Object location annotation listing
= = = =

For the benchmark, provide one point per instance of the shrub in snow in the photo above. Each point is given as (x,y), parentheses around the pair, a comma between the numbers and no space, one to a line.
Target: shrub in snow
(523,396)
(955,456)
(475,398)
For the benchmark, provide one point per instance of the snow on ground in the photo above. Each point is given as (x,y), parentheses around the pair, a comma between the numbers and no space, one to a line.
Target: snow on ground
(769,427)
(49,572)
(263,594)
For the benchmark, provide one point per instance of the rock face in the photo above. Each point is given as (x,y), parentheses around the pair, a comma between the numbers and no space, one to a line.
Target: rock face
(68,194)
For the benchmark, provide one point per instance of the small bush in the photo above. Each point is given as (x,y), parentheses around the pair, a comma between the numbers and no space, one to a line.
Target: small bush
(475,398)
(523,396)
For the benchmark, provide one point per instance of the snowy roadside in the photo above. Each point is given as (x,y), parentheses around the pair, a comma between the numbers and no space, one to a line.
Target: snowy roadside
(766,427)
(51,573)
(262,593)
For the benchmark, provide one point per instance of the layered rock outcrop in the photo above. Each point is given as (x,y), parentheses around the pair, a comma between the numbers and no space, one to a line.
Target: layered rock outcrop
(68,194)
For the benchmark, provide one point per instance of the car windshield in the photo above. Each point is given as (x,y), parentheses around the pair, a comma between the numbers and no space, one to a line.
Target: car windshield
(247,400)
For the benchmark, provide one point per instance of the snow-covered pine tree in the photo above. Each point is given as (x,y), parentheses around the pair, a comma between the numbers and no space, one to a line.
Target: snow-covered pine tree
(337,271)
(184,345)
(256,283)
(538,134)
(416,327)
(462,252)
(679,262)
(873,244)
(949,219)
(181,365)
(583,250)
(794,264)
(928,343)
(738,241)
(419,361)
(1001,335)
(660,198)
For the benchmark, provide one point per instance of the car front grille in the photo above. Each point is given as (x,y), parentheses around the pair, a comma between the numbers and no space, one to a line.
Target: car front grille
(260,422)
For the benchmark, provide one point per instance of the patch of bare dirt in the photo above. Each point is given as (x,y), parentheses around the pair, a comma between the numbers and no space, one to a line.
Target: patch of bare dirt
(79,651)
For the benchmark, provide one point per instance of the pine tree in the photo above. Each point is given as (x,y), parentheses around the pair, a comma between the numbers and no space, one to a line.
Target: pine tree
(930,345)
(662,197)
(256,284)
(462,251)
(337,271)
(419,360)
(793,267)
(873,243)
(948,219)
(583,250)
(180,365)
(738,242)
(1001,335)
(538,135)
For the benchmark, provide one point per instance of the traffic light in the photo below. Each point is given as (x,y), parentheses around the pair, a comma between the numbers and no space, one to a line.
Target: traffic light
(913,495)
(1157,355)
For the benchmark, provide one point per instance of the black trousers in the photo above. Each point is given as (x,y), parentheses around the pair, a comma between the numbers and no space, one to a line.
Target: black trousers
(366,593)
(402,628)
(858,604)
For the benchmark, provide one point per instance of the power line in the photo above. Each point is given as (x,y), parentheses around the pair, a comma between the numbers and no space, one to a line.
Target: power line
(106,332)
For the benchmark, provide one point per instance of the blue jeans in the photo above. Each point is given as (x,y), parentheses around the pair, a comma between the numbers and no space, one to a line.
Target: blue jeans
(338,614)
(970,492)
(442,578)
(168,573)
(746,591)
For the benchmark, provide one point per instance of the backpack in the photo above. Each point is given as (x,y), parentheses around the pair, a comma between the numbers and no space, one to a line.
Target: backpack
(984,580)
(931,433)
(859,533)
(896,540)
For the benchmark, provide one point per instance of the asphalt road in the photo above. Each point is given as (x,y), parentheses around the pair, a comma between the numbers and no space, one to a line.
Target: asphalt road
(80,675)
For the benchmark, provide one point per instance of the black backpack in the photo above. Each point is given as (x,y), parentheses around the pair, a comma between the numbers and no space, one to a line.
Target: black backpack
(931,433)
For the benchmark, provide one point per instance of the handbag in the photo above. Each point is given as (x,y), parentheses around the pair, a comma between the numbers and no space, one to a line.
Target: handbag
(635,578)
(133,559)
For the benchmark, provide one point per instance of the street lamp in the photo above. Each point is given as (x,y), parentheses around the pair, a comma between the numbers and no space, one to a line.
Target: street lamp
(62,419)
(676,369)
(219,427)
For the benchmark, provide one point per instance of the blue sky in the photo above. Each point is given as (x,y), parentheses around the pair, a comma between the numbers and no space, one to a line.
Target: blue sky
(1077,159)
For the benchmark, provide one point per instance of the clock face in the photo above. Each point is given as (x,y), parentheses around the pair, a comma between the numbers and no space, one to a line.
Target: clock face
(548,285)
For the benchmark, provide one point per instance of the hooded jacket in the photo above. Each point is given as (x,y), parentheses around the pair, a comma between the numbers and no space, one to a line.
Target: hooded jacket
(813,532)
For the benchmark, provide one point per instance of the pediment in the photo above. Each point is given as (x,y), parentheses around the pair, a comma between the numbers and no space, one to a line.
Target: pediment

= = = =

= Written task =
Please quote the listing word for word, starting at the line that contains "of the pediment" and ending with the final line of the listing.

= Solved problem =
For the benchmark, provide one point per instance of the pediment in the photo above. Each point is given as (x,y), parentheses around the pair, a comma between the numbers and no space, one to a line.
Target: pediment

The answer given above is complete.